» **WRITTEN REQUEST**
Put the lines of the entries below into a JSON list of strings, one string per line with blank lines left out. Cover only the stretch from the line containing "Place a point on the lip, one" up to and including the last line of the entries.

» **RECORDS FOR THIS TASK**
* * * *
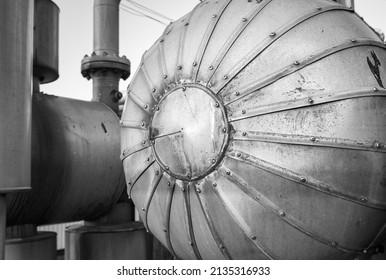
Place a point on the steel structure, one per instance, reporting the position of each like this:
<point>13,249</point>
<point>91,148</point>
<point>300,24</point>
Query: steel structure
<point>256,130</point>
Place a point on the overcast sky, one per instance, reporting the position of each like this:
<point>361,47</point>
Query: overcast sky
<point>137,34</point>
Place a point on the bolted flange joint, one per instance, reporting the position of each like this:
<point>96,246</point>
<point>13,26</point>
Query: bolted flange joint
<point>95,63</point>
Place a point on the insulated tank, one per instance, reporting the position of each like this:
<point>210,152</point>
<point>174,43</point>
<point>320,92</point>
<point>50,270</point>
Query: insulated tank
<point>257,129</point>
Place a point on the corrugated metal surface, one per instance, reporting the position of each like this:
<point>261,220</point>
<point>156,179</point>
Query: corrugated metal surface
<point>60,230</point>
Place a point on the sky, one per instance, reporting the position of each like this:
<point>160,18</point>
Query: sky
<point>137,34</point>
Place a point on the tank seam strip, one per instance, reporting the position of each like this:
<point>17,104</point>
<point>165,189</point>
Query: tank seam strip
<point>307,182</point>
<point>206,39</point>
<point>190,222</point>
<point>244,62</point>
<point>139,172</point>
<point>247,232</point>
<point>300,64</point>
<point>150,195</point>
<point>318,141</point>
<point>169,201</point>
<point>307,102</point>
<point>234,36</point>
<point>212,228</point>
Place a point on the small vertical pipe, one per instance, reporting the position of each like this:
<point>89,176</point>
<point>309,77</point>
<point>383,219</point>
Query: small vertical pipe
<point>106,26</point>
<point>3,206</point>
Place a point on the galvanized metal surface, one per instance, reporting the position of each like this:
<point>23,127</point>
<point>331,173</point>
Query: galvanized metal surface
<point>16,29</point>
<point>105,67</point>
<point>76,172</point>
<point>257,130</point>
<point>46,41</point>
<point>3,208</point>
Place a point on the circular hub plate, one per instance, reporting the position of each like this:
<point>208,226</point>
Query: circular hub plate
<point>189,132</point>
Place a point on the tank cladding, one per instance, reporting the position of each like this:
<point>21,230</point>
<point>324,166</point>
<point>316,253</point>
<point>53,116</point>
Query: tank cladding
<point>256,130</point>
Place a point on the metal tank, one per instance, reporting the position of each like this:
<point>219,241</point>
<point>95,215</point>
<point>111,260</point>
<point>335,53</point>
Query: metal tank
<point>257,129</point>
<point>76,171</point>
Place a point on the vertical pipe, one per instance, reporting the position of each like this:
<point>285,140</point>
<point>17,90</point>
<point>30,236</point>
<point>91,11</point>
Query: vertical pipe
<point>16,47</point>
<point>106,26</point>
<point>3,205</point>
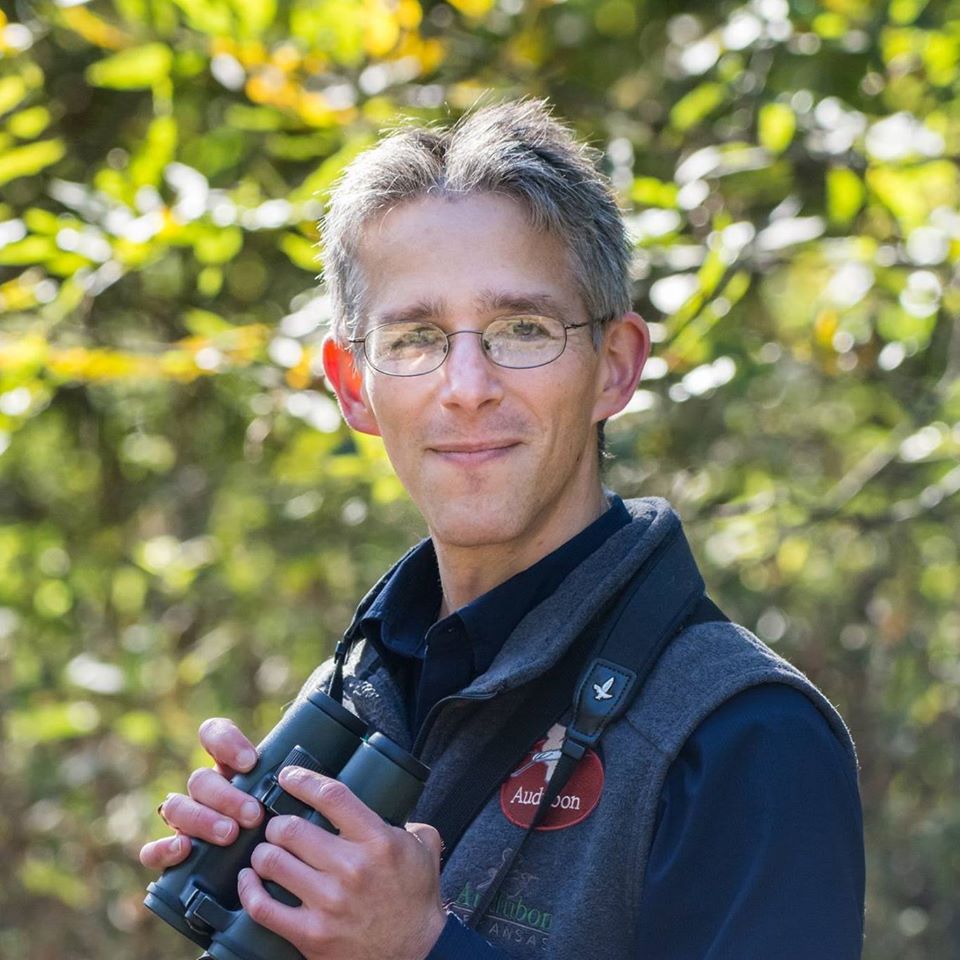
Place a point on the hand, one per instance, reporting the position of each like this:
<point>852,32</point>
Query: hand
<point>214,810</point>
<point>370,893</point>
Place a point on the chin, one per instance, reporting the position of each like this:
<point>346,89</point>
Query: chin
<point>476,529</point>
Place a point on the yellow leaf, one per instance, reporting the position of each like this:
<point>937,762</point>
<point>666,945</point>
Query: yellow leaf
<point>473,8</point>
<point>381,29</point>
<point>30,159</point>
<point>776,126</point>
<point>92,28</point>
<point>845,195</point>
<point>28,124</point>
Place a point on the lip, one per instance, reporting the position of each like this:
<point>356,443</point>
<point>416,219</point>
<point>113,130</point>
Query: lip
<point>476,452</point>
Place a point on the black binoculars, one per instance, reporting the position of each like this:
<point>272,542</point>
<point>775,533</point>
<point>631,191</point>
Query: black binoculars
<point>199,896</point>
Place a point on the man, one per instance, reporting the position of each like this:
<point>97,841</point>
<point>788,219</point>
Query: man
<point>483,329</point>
* * * *
» **REPLY TO THE TASK**
[
  "Place a point on the lip, one per instance, reporting the position of each like this:",
  "<point>356,443</point>",
  "<point>416,219</point>",
  "<point>113,130</point>",
  "Query: lip",
  "<point>476,452</point>",
  "Place a point on the black binoculars, one per instance, reporting the position of each like this:",
  "<point>272,542</point>",
  "<point>775,533</point>",
  "<point>631,191</point>",
  "Query: black binoculars",
  "<point>199,896</point>",
  "Place a point on the man, one per instance, reporting the position of each like this:",
  "<point>97,841</point>",
  "<point>788,219</point>",
  "Query: man",
  "<point>483,329</point>"
]